(Short problem):
Extract verbatim the lines of the rows from the line containing "drop a point: the purple-brown worm crown" through the end of the rows, both ends included. Omit any pictures from your answer.

(Extracted data):
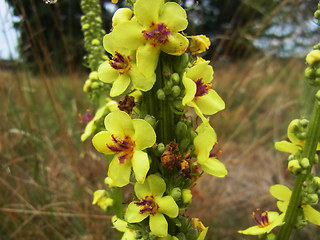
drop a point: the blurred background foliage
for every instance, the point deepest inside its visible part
(47, 176)
(237, 28)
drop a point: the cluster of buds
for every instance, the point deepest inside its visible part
(159, 88)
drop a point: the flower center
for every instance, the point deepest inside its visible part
(148, 205)
(261, 218)
(213, 153)
(157, 35)
(124, 146)
(120, 62)
(202, 88)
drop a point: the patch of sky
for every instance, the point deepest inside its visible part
(8, 35)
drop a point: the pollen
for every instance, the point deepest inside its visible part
(158, 34)
(261, 218)
(122, 146)
(121, 63)
(148, 205)
(202, 89)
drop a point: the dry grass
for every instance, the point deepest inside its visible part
(48, 176)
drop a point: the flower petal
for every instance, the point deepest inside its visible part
(190, 89)
(144, 136)
(120, 85)
(280, 192)
(214, 167)
(167, 206)
(147, 59)
(157, 185)
(140, 165)
(120, 123)
(255, 230)
(174, 16)
(119, 172)
(210, 103)
(128, 34)
(285, 146)
(141, 82)
(204, 141)
(158, 225)
(100, 141)
(201, 70)
(311, 214)
(142, 190)
(133, 214)
(106, 73)
(147, 12)
(177, 44)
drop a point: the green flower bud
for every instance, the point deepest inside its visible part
(176, 193)
(184, 144)
(87, 86)
(181, 130)
(93, 75)
(151, 120)
(316, 181)
(317, 14)
(311, 198)
(85, 26)
(176, 90)
(161, 95)
(186, 196)
(305, 163)
(95, 85)
(160, 149)
(304, 122)
(95, 42)
(294, 166)
(178, 105)
(175, 78)
(309, 72)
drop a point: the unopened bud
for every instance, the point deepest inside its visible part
(175, 78)
(305, 163)
(161, 95)
(176, 193)
(186, 196)
(294, 166)
(176, 90)
(151, 120)
(313, 57)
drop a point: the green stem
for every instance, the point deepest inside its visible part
(309, 150)
(118, 202)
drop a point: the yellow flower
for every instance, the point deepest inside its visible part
(313, 56)
(101, 198)
(126, 138)
(121, 15)
(121, 69)
(199, 44)
(204, 144)
(283, 194)
(198, 92)
(152, 204)
(295, 143)
(266, 222)
(202, 230)
(122, 226)
(155, 27)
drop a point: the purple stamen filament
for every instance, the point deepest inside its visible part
(120, 62)
(261, 218)
(158, 34)
(213, 153)
(202, 88)
(148, 205)
(122, 146)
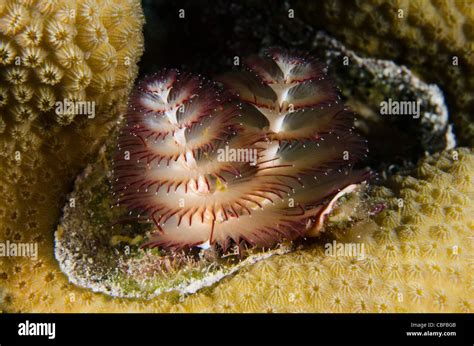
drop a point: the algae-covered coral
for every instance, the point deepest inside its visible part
(53, 54)
(434, 38)
(416, 227)
(413, 261)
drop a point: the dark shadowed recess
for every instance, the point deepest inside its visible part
(213, 32)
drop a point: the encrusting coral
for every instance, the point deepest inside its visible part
(434, 38)
(66, 69)
(417, 257)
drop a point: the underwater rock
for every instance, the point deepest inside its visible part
(369, 82)
(422, 264)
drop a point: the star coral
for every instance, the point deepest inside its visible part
(171, 167)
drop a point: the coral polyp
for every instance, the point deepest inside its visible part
(256, 163)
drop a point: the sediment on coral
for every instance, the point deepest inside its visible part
(54, 54)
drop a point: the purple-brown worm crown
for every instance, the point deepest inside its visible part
(258, 162)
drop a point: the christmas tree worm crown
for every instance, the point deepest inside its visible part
(256, 163)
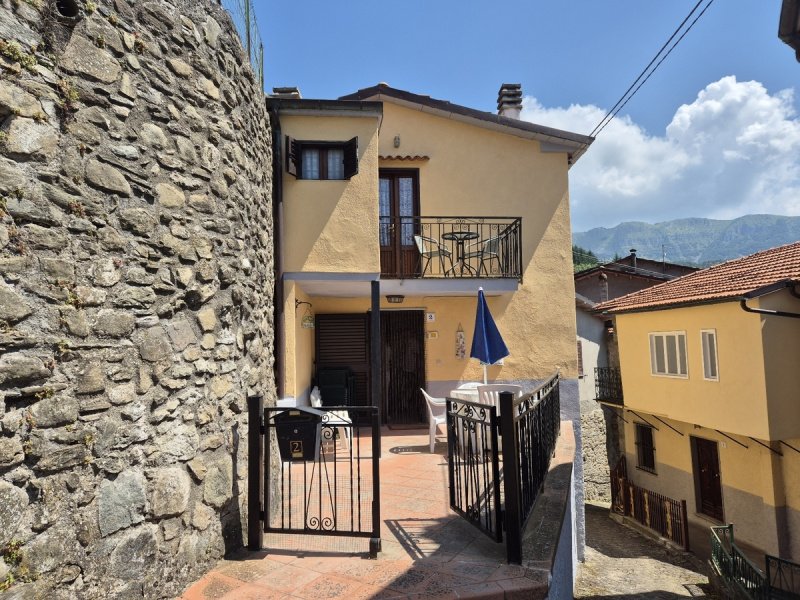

(Solution for this exercise):
drop a point: the purple-brown worm crown
for every instance, the point deepest inside its visible part
(258, 162)
drop a point: the christmas tree worm crown
for every instance, the point deepest inside its visible part
(256, 163)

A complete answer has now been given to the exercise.